To be done »
Pull out each line of the records below that contains the word "lawn".

[Location labeling records]
------------------------------------------------

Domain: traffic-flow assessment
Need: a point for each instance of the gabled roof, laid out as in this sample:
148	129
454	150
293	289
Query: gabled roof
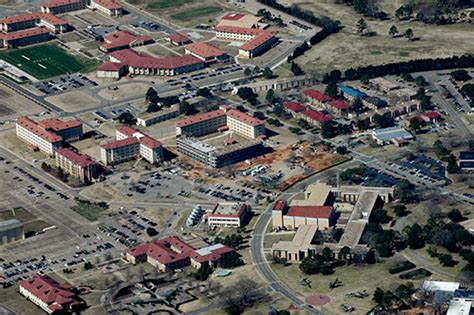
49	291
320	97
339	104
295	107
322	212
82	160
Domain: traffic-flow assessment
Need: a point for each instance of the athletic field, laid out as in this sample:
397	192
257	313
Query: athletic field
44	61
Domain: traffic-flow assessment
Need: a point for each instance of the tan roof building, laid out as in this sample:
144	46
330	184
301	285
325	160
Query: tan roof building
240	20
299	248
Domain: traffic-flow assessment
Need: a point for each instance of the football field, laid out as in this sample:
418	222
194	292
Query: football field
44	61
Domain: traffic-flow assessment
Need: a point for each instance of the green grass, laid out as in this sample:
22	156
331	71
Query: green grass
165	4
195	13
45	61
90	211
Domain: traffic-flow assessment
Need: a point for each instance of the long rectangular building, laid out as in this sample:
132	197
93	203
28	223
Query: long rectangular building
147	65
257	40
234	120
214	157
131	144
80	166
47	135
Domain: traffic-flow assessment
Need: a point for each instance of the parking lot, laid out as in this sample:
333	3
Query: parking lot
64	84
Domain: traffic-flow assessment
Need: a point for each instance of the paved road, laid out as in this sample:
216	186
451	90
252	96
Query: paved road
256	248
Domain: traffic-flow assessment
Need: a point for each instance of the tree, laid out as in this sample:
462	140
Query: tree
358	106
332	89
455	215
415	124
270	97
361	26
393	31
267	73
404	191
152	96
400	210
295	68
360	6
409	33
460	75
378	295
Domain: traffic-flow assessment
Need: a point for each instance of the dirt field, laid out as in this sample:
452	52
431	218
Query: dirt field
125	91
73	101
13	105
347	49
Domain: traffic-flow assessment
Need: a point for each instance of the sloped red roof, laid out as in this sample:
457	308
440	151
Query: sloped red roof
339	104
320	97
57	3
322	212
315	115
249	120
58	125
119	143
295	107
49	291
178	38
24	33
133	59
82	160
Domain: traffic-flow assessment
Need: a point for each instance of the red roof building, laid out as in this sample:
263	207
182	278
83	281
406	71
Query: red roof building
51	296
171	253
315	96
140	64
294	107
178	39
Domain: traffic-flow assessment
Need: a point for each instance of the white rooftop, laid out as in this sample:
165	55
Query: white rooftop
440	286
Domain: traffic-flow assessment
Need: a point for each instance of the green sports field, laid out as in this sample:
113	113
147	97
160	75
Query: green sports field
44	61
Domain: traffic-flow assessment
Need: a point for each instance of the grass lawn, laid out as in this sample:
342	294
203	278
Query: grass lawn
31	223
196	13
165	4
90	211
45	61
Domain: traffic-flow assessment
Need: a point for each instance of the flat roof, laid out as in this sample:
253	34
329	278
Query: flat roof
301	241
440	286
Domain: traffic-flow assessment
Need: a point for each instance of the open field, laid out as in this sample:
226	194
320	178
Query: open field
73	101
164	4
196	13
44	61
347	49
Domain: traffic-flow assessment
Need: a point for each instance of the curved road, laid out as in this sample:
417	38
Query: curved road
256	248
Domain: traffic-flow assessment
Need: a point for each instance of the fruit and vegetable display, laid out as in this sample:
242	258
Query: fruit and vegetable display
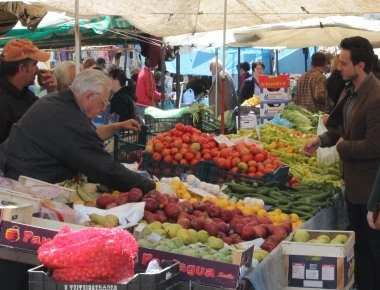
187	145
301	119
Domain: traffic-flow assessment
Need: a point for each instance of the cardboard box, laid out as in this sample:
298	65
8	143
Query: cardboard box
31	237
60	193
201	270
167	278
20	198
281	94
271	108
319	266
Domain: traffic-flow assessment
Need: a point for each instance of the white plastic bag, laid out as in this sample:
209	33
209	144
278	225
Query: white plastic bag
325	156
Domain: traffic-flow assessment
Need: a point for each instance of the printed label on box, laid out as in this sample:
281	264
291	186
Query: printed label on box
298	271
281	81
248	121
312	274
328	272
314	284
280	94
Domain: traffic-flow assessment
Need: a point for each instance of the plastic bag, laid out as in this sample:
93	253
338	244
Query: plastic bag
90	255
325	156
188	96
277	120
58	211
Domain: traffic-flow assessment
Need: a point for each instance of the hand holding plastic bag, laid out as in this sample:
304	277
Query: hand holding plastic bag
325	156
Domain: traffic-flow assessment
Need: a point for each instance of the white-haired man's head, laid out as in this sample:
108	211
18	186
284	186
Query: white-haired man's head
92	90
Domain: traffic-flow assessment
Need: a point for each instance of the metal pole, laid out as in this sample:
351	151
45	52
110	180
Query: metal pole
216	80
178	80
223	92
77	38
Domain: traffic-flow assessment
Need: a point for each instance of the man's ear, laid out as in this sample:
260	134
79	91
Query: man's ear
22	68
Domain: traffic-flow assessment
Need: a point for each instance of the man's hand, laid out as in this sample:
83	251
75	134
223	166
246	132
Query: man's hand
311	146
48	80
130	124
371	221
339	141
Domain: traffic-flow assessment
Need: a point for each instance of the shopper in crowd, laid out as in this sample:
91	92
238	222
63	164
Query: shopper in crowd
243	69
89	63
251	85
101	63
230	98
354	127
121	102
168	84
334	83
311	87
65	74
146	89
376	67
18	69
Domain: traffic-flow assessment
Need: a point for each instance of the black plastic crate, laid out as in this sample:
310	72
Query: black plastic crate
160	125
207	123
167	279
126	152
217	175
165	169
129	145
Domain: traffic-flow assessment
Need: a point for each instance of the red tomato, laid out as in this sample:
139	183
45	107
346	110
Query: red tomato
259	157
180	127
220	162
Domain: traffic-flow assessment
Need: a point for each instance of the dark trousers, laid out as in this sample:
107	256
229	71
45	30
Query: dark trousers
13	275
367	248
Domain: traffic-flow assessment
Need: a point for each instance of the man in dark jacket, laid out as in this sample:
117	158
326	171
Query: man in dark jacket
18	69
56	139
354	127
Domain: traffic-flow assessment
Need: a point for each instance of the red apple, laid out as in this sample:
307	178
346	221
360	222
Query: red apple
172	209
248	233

------------------------------------------------

Answer to the task »
Need: a point for each instance of the grass lawn, laid out as in this sample:
Query: grass lawn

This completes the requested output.